→ Excerpt
-------------------------

[isabelle] Gcd and algebraic structures



Dear all,

I would like to formalise some linear algebra structures, such as principal
ideal rings, principal ideal domains, unique factorization domains and so
on.

As part of those structures, there exist some basic operations over rings
such as gcd and div, which are already implemented in the Isabelle library.
For instance, there is a class gcd in the library which has been
instantiated by int and nat:

class gcd = zero + one + dvd +
  fixes gcd :: "'a => 'a => 'a"
    and lcm :: "'a => 'a => 'a"

begin



Nevertheless, this class seems to me somehow strange, because it doesn’t
fix any property about gcd and lcm, so it could be instantiated by almost
anything.

Moreover, the notion of greatest common divisor can be properly defined in
commutative rings, and also in principal ideal rings, although in general
there need not exist just one for every pair of elements.

My doubt is how to include that concept in the principal ideal ring class
that I’m formalising.

I think that there are (at least) three options:

1.- “Forget” the gcd class that exists in the library and define gcd inside
my class:

class pir = comm_ring_1 + assumes all_ideal_is_principal: "∀I. ideal I ⟶
principal_ideal I"

begin

definition "gcd_pir a b = ....."

end

2.- Define a class called “pir_gcd”, extending gcd and assuming what gcd
must satisfy.

class pir_gcd = comm_ring_1 + gcd + assumes all_ideal_is_principal: "∀I.

-------------------------

→ Extracted entries
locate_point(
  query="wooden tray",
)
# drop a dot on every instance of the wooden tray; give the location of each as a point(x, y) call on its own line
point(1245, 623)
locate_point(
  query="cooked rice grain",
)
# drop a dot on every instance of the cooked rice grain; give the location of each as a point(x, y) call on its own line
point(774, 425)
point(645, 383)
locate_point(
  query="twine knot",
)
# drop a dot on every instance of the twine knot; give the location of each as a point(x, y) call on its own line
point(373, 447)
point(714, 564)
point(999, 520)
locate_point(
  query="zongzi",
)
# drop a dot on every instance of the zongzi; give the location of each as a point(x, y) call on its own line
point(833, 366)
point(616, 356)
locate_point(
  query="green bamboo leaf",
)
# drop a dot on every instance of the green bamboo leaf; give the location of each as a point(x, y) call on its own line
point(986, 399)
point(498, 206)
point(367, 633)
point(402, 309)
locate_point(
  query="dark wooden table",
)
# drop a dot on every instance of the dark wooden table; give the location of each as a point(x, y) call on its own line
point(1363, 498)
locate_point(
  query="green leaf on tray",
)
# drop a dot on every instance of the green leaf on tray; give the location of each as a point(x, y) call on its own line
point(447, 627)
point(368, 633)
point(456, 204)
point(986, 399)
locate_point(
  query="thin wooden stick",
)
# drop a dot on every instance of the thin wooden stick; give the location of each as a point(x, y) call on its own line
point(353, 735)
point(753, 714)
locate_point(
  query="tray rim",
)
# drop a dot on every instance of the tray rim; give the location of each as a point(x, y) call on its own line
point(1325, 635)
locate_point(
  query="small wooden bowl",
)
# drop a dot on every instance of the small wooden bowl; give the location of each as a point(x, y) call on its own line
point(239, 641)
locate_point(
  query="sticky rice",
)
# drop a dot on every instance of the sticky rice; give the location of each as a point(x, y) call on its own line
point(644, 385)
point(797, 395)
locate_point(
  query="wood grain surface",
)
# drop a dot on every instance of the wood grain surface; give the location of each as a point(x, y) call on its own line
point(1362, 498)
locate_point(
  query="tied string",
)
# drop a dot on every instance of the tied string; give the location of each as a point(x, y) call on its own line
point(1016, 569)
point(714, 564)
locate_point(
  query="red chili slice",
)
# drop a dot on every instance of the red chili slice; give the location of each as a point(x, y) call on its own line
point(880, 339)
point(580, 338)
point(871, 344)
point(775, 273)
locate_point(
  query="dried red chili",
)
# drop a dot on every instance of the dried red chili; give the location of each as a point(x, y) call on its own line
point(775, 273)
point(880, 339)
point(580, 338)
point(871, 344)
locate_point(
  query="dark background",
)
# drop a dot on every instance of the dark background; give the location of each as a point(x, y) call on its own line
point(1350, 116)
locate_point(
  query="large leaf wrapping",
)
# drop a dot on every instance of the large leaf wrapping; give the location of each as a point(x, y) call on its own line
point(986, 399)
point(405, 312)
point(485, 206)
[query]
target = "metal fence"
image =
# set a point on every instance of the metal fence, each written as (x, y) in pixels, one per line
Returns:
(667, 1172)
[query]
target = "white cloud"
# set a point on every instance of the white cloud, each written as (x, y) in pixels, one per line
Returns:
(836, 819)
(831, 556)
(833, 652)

-------------------------

→ Set problem A
According to the post, which types instantiate the gcd class in the Isabelle library?
→ Set problem B
Output the passage of the post from "Nevertheless, this class" to "pair of elements." without changes.

→ Finished answer A
int and nat

→ Finished answer B
Nevertheless, this class seems to me somehow strange, because it doesn’t
fix any property about gcd and lcm, so it could be instantiated by almost
anything.

Moreover, the notion of greatest common divisor can be properly defined in
commutative rings, and also in principal ideal rings, although in general
there need not exist just one for every pair of elements.